Dataset items:
========================================================================
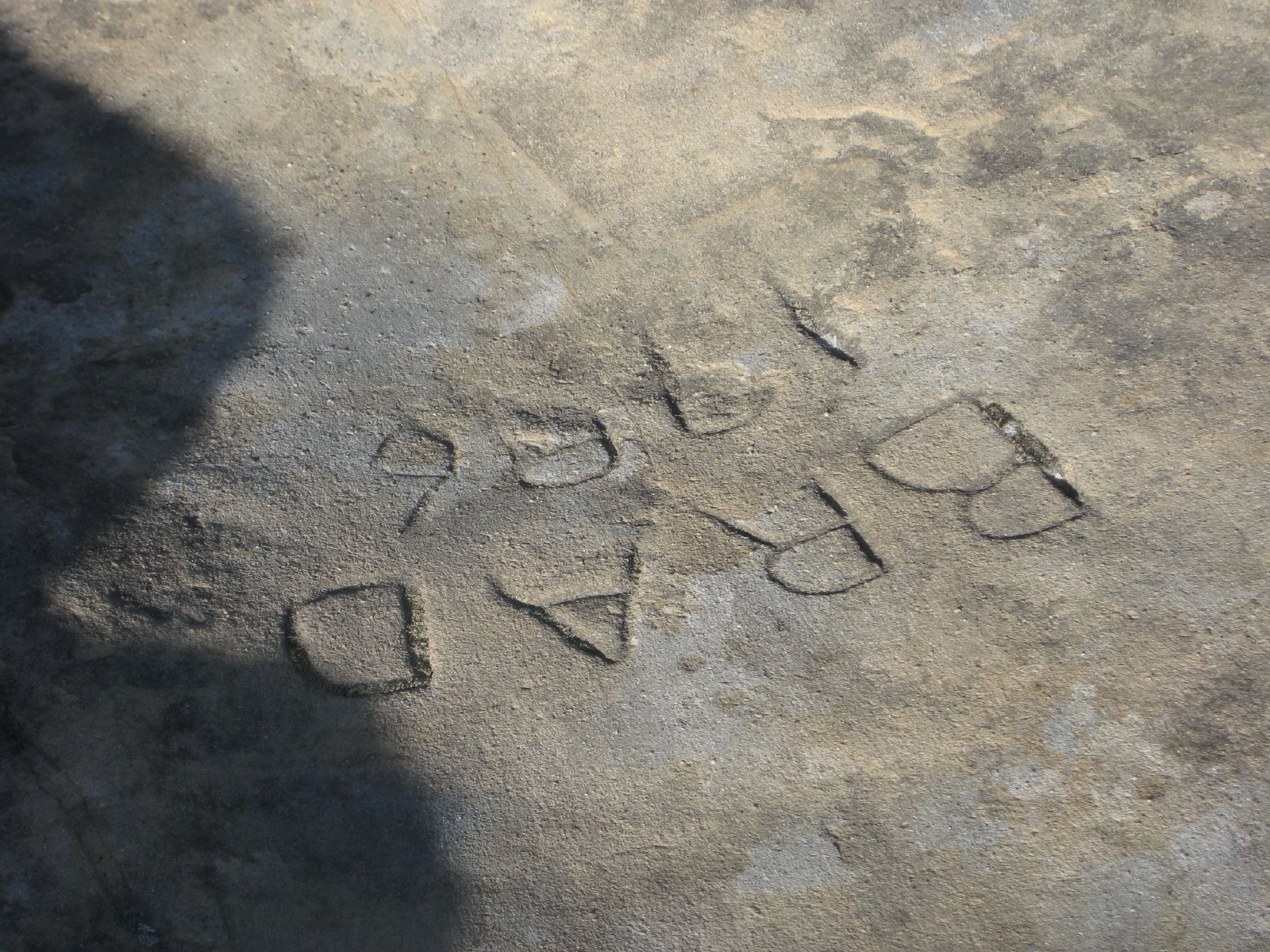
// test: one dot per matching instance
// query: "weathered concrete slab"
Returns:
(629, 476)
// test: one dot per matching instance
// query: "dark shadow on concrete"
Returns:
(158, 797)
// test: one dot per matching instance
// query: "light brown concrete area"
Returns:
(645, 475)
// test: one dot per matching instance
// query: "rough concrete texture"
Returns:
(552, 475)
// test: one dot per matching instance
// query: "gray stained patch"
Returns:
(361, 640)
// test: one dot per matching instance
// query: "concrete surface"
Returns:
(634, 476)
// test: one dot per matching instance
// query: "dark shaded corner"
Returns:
========================================================================
(Exercise aim) Render every line of the data above as a numbered list, skipping any blank lines and leaving the pictures out.

(Response to the exercise)
1. // test: one dot per matching instance
2. // query: "weathered concrete slab"
3. Returns:
4. (629, 476)
5. // test: one dot per matching instance
6. // query: "dark shadow on concrete"
7. Returns:
8. (158, 797)
9. // test: one dot per matching instance
10. // query: "light brown concrete area"
11. Returns:
12. (645, 475)
13. // test: one dot per matching instance
14. // query: "rough concrete texture"
15. Returns:
16. (552, 475)
17. // test: one dot per matching instance
18. // query: "gray stained patch"
19. Returns:
20. (361, 640)
21. // test: one dot per matching instance
22. // query: "concrete surface"
23. Returns:
24. (634, 476)
25. // test: one dot per matching instance
26. // query: "dark shaded corner"
27. Returns:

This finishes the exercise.